WORK REQUEST> If a line in the records below holds the word "monitor", copy it.

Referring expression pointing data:

____

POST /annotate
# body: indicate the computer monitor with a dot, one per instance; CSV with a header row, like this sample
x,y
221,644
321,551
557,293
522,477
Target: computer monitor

____

RESULT FOR THIS TASK>
# body: indicate the computer monitor with a dot, one per instance; CSV with a header row, like this sample
Target: computer monitor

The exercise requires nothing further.